== GIVEN DATA ==

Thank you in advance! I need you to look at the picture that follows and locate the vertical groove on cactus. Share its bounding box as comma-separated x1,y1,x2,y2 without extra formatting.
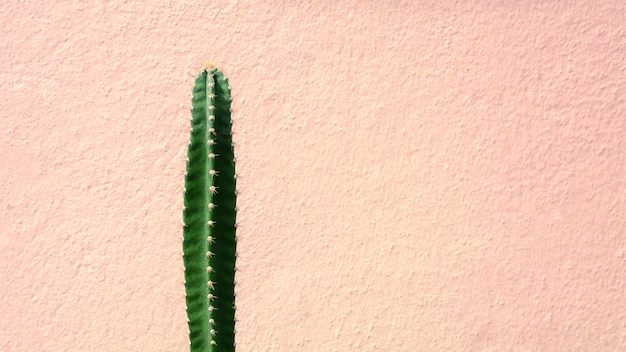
183,67,236,352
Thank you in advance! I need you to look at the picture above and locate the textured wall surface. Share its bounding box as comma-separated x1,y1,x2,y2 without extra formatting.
0,0,626,352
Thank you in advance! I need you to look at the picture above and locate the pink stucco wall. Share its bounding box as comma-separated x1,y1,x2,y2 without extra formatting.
0,0,626,352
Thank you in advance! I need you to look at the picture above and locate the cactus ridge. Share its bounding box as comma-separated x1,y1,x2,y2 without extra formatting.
183,67,236,352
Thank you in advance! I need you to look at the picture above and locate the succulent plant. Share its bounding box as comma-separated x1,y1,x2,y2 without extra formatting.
183,64,237,352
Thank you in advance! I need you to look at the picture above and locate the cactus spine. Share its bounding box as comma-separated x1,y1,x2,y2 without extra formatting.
183,65,236,352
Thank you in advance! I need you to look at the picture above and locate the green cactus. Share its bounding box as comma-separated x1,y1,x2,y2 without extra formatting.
183,65,236,352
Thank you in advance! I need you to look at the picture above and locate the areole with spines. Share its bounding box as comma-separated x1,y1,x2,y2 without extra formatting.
183,65,237,352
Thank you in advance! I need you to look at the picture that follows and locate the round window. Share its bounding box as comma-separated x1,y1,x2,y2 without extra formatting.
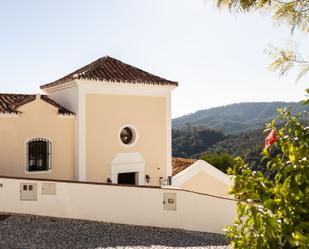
120,127,135,144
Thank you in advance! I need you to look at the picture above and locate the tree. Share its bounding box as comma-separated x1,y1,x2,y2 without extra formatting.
216,0,309,79
212,0,309,248
200,153,233,173
227,90,309,249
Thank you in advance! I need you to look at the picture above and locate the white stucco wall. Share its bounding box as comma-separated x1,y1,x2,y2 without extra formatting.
0,177,236,233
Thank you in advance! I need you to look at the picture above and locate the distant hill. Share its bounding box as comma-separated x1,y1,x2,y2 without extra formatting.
172,126,226,158
172,102,309,134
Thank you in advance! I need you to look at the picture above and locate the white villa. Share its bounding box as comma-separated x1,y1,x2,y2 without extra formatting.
0,56,230,197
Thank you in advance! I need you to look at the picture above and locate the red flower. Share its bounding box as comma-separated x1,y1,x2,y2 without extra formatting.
265,129,277,149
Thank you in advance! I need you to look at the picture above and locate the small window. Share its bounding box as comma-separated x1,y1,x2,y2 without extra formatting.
27,138,51,172
120,127,135,144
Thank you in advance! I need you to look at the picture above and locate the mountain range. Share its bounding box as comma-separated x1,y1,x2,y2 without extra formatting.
172,102,309,162
172,102,309,135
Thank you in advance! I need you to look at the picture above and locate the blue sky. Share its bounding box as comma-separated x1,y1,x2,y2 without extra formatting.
0,0,309,117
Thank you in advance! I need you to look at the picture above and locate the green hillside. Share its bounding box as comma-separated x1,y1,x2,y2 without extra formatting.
172,102,309,134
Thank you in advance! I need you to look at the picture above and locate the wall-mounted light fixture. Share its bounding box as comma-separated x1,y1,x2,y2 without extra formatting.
145,175,150,183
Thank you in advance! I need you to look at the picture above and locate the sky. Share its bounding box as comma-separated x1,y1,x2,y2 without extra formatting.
0,0,309,117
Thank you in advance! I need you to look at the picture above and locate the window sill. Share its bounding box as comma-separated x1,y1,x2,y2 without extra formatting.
24,170,52,175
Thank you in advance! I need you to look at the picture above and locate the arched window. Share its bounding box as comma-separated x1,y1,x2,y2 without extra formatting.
27,138,51,172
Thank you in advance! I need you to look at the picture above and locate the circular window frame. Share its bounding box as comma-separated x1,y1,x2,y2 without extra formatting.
117,123,139,147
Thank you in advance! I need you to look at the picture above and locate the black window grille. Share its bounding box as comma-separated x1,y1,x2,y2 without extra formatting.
27,138,51,172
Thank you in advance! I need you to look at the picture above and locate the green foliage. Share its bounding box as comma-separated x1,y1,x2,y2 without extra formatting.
227,90,309,249
205,129,264,162
216,0,309,79
200,153,233,173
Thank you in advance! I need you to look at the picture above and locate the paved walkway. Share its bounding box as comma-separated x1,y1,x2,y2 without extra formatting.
0,215,230,249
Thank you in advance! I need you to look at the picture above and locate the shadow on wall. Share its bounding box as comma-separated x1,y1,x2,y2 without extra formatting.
0,214,228,249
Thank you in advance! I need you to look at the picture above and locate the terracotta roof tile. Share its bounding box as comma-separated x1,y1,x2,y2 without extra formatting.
41,56,178,89
172,157,197,176
0,93,74,115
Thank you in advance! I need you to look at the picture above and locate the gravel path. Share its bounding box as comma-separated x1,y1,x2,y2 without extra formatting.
0,215,230,249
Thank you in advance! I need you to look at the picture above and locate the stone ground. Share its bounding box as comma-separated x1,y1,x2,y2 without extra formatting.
0,214,230,249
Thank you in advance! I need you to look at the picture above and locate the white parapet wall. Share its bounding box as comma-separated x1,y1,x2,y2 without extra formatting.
0,177,236,233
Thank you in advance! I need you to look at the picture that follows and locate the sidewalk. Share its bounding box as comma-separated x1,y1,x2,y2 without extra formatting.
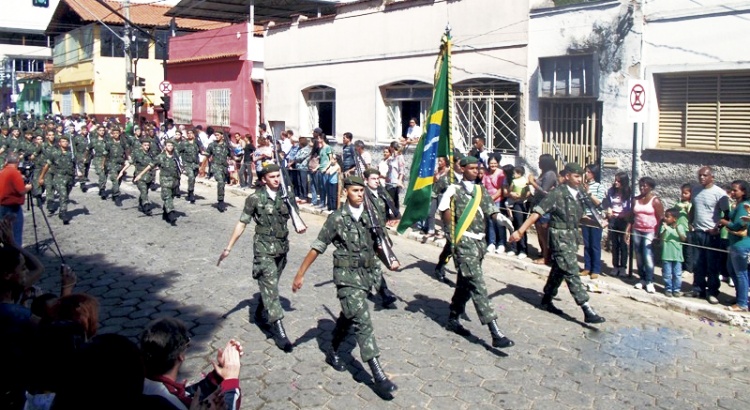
197,179,750,330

===

**WORK TO COMPLETE**. Rewrite all of the items above, switching "bounding box" to "enclosing rectangle" wherever it occurs and leaving everything else unchanged. Leave the pictures out of your answer.

**IN RESPONSE**.
Thank you in advance! I need you to look at the picture that follows and locate the vertical groove on cactus. Share its enclosing rectangle as comma-separated x1,y1,x2,y2 without extra formatting.
183,67,236,352
Thank you in advance! I need you to look at the picture above and locate the textured wall surface. Share its enclosing rectangle as comma-separated x1,y1,x2,y2 without extra formatting.
0,0,626,352
Thank you in advance! I need you to look at the picture above and locate the pink stucco wall. Share its enclosing rectangle as comma-separated x1,y1,x2,y2 without extra formatting.
0,0,626,352
Thank you in advance! I need you to look at the picture above and locate the cactus ridge. Share its enclosing rectangle as comma-separated x1,y1,x2,y2 without extra formatting.
183,67,236,352
Thank you in advance! I need you to look at the picture above and locate the succulent plant. Share its enclosing rectangle as comma-separated x1,y1,x2,y2 without extra formatting.
183,64,237,352
Thank you in advance! I need you to look at the picture above and locate the cactus spine. Share its enclosing rectangle as comma-separated x1,y1,x2,y2 without extra formatting.
183,65,236,352
Thank you in advance! I need you to look at the picture above and locate the green cactus. Share its enclosing rectangle as comma-separated x1,y1,x2,y2 without extra formatting.
183,65,236,352
Thank you in advance! I need you to look at the picture above and locate the areole with spines. Share its enclosing rectangle as comma-separated x1,y1,x2,y2 without extra formatting.
183,65,237,352
Thank you in advance! I need you to look at the picture that follows and locate the round window. Share its enclosing rectangle as comma-separated x1,y1,x2,y2 without extra formatting.
120,127,135,144
Thank you in advance! I need you to look at the picture above and locate the tree. Share its enclosing rectangle as comma-separated x1,y1,x2,y2 without extra formatting.
216,0,309,79
212,0,309,248
200,153,233,173
227,90,309,249
Thank you in advance! I need you to look at the picture above and locate the white stucco wall. Share its enclosing rectangle as comma-separated x1,y1,x2,y2 without extra formatting.
0,177,236,233
Thank you in advance! I need you to look at the picture above and locate the distant hill. Share its enclosing rectangle as comma-separated x1,y1,x2,y2 without extra formatting.
172,126,226,158
172,102,309,134
Thank you in advance! I need you to look at the picture above and locate the white villa. Share its enclosing rectangle as comma-separated x1,y1,x2,y2 without extra formatting.
0,56,230,197
Thank you in advance! I need you to look at the picture above and locate the red flower. Share its enclosing rectangle as comma-separated x1,y1,x2,y2 without extra formatting.
265,129,277,149
Thank you in advance! I need you to look at the picture above and locate the small window. Share its enclosing rectangle as comma-separated x1,y1,x2,y2 without extra formatting.
27,138,51,172
120,127,135,144
Thank you in advance! I need you to look at the picture above and locate the mountain range. Share its enclosing rectangle as comma-separated x1,y1,x2,y2 without extra formatting.
172,102,309,162
172,102,309,135
Thank you in advance! I need you to look at the picture above and locate the blue sky. Share its enclosing rectangle as comma-separated x1,y1,x2,y2 without extra formatting.
0,0,309,117
Thank you in advance! I need you to look at the picture above and locate the green hillside. Share its enclosing rectangle as comma-separated x1,y1,x2,y2 without extra formatting.
172,102,309,134
Thank you in advance! I need you to look at the picture above and locate the wall-mounted light fixture. Share its enclosing rectangle as comma-separated x1,y1,x2,y2 without extra formatting.
145,175,150,183
Thank you in advance! I need you to look at the picture above and locate the sky. Share its enclosing rectangle as comma-separated x1,y1,x2,y2 without extra formatting.
0,0,309,117
Thank you in advance! I need you to look at the picture above and locate the window sill. Share its enclosing rectangle as comma-separated x1,y1,x2,y2 without extra formatting.
24,170,52,175
Thank you in advance! I need you to look at the picture above and locate the arched window. Share its enclosing rectangle as comma-separated x1,y1,x2,y2 without extra formatting.
27,138,51,172
Thank you in advance! I need you to look at the picture above and locate the circular window frame. Share its enclosing rectangle as comma-separated x1,y1,x2,y2 without extra formatting.
117,123,139,147
Thank you in advance! I need you to look at the picture above and locate the black window grille. Share its enclosing rectangle as comma-separated x1,y1,x2,y2 without extra formatting.
27,138,51,172
Thank you in advance! I need you to look at the picture above and locate the green foliage. Share its enclosing rectangle as comma-separated x1,y1,x2,y2 without extra formatting.
227,90,309,249
205,129,264,162
216,0,309,79
200,153,233,173
Thank you in advance! I need you to look at the picture above and locate the paved walkway. Share its enclosing rectangle as comma-separated x1,y1,x2,y2 without extra formatting.
0,215,230,249
Thank you in advance! I need you to look at the picture above and locate the shadow on wall. Share its enclosing rectangle as comma-separated x1,y1,x2,y2 without extra formatting.
0,214,228,249
Thank you in advance! I need you to look at the picture above and locate the terracotta roof tile. Share its enclosing rectangle as comma-separated x1,y1,x2,y2 without extra formatting.
41,56,178,89
172,157,197,176
0,93,74,115
Thank you in advance! I need you to look at the picture above and locate the gravel path. Share its enclosing rectangle as comma-separated x1,y1,x2,y2 without extra formatting.
0,215,230,249
Thank you in advance! I need you to look at the picture above and locate the stone ground. Share its enclosing rectangle as comma-separated x1,y1,x2,y2 without extra formatting.
0,214,230,249
Thank you in advance! I need you to look at the picture above and locate the white parapet wall. Share its enclosing rectangle as comma-separated x1,y1,x2,y2 without extra formatting.
0,177,236,233
Thank you in advance! I need you to look at the picture that follows and locate the sidewalk. Share its enclosing rectangle as comma-separated x1,y1,x2,y2 without extra formatting.
197,179,750,330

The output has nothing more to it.